Tasks and exercises
1: Reproduce word for word everything in the eco-anxiety essay below from "Again, what we" down to "motivation for living.".
2: In the eco-anxiety essay below, how did the American Psychological Association define eco-anxiety?

Provided passage
============================================================
Again, what we are confronted with is objectively overwhelming. It feels too gargantuan and complex. Even NATO’s military is devising strategies for what it calls the global climate ‘hyperthreat’. People have told me of the fear of letting it in: that life would have no point, it’s too depressing and there would be no motivation for living. 

We are understandably habitually averse to big change and yet huge change is called for, and is on its way, whether we like it or not. Overconsumption is a big part of the problem; our lives have to change and we have to consume less in the West; that’s the uncomfortable truth. The vested interests of some people can make this impossible for them to grasp.

I agree with eco philosopher Rupert Read, who says, “This civilisation is finished.” He doesn’t mean that this is the end of civilisation, but that it’s the end of this way of life.

And although system change is paramount, who even wants to make the bigger personal choices that would make a difference, such as switching to a plant based diet and not flying except when really necessary?

No wonder there is  huge unconscious resistance to letting in the magnitude of the crisis. And no wonder that eco-anxiety is greatly on the rise, especially among the young. The American Psychological Association coined the definition of eco-anxiety  as “chronic fear of environmental doom.” The British Medical Journal (BMJ) recommends how to alleviate rising levels of climate anxiety in the eco-anxious young and old by any means that nurture optimism and hope. Particularly important, according to the BMJ, is connecting more strongly with nature.

There is now a lot of advice about eco-anxiety and how to manage and assuage it and I’m sure it’s all well meaning and helpful. People are advised to  limit their media consumption, learn self care, connect with others, limit your eco-focus to a few topics to avoid overwhelm, try therapy, etc. Yet I can’t help feeling that it is sane and normal to feel eco-anxiety as a valid response to our collective careering towards the cliff edge. So while I’m sure the above advice can help, what about embracing the emotional rawness and reality of our dilemma? 

My experience has been that while emotionally letting in the scale of our crisis – at least for moments – is undoubtedly disturbing, painful, and full of anguish, it’s different now. I still often feel anxiety and my grief can be painful, but I know it well and I am not a passive recipient or victim. I don’t flinch from the horror and I am doing whatever I can to help, irrespective of whether it looks hopeful or hopeless. For me it’s imperative to now live and align with what I know to be true, whatever the prospect; and in engaging like this, I find there are many kindred spirits who have given themselves to the same imperative. I don’t mean to suggest that I’m advocating some kind of masochism. Like everyone, I like to feel at peace and I derive great solace from simple things like growing vegetables and flowers or hiking. 

Also I discovered that the flip side of grief is love. The extent of my grief for the world is the extent of my love for the world. In not trying to get over grief, I’m finding that grief seems to be humanising me in unexpected ways; it’s humbling and has its roots in love of all creation. Far from having a paralysing and depressive effect, my experience is that eco grief softens the heart and seems to free me up. A bonus seems to be that I feel more alive in these last several years than I can remember for many years. This is such a unique existential moment to awaken to, that it unmoors me from old certainties. How should I live in light of what I now know? No humans have ever been in this situation before. Not that this predicament is anything we would ever wish for, yet in a certain way it is freeing as it throws into question my and our entire narratives. It can open the heart, with the emotional recognition of our complete interdependence with all life forms, releasing our empathy.

So I wonder if  this inquiry has shed any light on “Why aren’t we devastated?” I can say that it’s helped clarify my thoughts and feelings around it, and I hope it may be of some benefit to others, though I can’t claim to have come up with any clear answer to the initial question.
============================================================
Raw data
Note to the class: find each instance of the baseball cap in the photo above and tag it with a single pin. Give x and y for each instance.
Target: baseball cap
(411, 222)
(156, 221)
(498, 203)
============================================================
Answers for the exercise
1:
Again, what we are confronted with is objectively overwhelming. It feels too gargantuan and complex. Even NATO’s military is devising strategies for what it calls the global climate ‘hyperthreat’. People have told me of the fear of letting it in: that life would have no point, it’s too depressing and there would be no motivation for living.

2: The American Psychological Association defined eco-anxiety as "chronic fear of environmental doom."